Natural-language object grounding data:
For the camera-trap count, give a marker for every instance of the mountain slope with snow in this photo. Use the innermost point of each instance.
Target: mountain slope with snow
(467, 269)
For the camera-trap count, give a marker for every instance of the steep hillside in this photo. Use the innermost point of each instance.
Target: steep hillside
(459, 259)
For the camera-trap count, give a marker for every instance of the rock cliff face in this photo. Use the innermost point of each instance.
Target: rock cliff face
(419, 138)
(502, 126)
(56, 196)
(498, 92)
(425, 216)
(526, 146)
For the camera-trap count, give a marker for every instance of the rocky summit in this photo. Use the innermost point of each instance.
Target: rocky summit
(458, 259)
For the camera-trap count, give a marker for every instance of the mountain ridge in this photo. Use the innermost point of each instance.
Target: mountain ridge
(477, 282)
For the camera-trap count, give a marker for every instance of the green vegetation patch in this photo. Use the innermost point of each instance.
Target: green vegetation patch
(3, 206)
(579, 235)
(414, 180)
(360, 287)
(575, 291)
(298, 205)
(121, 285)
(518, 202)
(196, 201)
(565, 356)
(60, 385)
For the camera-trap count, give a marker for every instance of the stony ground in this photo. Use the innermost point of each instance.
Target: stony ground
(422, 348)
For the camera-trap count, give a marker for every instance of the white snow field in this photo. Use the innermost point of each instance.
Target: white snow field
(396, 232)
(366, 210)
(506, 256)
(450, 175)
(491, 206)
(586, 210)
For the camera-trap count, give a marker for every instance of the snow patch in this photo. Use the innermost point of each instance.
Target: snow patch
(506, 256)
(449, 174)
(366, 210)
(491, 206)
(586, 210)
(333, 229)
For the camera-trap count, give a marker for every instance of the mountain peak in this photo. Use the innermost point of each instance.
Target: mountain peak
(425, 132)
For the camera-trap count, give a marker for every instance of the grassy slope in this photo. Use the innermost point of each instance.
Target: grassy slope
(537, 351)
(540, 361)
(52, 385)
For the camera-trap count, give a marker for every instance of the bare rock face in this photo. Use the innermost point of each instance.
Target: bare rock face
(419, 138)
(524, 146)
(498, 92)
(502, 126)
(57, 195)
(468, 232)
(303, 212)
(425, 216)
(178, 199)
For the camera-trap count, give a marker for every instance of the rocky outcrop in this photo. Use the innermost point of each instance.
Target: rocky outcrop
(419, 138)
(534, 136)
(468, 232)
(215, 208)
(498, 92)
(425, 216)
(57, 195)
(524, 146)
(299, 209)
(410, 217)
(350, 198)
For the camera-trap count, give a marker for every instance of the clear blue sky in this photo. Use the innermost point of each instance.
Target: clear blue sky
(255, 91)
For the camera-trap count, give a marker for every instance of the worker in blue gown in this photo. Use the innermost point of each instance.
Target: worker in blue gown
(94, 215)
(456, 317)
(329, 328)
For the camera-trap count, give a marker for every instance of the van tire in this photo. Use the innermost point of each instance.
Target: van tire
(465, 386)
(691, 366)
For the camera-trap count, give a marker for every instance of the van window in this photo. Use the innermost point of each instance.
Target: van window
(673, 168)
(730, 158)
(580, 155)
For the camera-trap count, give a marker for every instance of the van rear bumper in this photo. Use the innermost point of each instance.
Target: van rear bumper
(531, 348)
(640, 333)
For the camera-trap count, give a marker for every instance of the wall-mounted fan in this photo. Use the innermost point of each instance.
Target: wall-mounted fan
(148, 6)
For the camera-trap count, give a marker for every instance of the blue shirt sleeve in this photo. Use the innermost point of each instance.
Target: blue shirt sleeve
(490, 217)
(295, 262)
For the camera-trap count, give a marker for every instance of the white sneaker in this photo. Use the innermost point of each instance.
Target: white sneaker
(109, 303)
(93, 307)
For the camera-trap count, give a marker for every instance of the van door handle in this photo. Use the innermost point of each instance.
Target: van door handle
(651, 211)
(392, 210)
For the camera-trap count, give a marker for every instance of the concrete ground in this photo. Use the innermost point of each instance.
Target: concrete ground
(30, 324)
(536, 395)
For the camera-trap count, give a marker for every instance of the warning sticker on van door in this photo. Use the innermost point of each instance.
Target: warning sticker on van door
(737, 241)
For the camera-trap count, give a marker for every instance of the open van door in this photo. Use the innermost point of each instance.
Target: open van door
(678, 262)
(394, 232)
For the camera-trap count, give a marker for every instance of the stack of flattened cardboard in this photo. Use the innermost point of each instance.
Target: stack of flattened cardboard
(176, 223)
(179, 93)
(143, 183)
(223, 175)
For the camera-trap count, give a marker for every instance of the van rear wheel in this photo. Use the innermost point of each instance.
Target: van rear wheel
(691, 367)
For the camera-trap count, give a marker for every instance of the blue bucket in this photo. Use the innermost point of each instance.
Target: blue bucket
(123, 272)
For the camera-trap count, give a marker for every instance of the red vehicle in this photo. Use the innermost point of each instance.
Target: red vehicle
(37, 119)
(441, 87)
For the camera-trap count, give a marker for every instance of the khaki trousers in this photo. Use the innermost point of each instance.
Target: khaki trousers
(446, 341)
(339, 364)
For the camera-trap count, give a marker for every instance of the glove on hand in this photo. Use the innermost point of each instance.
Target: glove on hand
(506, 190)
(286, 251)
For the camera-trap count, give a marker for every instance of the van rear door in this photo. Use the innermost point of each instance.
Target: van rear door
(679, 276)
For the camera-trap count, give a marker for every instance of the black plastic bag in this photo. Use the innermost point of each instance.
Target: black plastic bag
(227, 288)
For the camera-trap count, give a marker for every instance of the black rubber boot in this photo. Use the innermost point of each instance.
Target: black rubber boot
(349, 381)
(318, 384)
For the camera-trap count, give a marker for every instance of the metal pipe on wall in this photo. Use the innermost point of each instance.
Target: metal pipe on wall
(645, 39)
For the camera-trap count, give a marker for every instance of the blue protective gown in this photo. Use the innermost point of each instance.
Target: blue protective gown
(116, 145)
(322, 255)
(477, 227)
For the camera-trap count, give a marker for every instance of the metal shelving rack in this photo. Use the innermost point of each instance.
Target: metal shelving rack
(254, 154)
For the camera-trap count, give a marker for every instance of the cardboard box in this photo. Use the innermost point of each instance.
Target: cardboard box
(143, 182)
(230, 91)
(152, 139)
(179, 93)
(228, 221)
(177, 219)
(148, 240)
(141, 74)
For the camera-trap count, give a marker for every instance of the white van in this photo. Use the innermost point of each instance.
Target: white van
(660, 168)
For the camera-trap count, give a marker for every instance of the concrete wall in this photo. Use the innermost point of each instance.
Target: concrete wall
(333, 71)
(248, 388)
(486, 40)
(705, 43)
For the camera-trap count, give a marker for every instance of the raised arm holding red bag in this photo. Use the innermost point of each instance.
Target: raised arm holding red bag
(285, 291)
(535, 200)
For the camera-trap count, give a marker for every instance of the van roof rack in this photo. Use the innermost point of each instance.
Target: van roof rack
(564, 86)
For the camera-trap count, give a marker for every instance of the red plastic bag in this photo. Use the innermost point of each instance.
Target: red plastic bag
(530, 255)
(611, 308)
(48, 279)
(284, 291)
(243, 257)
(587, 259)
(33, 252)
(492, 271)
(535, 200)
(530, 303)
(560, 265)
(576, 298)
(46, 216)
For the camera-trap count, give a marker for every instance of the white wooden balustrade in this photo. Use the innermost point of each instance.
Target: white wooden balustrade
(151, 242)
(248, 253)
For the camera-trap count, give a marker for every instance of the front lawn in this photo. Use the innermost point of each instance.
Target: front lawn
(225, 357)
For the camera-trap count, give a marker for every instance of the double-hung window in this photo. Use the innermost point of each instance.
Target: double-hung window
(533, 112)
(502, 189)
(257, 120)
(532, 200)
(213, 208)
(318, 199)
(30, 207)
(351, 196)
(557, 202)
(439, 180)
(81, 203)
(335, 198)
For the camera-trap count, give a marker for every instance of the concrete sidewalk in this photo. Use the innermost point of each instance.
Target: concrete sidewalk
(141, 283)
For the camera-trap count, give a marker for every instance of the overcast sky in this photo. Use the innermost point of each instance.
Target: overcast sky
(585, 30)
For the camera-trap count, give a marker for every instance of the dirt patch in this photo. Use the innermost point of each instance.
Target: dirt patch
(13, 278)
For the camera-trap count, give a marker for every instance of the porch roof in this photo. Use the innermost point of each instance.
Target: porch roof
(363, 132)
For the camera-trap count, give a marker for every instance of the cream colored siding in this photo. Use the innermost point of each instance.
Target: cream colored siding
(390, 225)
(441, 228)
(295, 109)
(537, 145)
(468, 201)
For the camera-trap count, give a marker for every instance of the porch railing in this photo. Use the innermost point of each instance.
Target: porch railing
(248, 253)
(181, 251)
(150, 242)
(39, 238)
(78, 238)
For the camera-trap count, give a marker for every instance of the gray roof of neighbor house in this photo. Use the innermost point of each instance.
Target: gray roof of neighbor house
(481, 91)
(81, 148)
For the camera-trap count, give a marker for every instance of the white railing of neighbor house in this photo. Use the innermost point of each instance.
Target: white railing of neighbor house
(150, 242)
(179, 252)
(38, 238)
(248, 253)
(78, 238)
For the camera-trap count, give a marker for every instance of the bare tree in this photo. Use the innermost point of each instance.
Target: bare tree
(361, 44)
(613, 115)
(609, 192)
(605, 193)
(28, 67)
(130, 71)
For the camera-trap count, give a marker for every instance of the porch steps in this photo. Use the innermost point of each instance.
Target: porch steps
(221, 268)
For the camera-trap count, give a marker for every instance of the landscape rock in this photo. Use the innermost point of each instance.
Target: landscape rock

THE PROBLEM:
The range runs from the line above containing "the bare rock" to the line containing "the rocky outcrop", inclusive. Restate those lines word for word and no others.

TASK RESPONSE:
For the camera-trap count, give a marker for every instance of the bare rock face in this photo. Use the innermost point of each instance.
Target: bare rock face
(419, 138)
(524, 146)
(498, 92)
(502, 126)
(57, 195)
(468, 232)
(303, 212)
(425, 216)
(178, 199)
For the camera-trap count, give a marker for every instance of the rocky outcrop in this photo. Use the innermost point of each instance.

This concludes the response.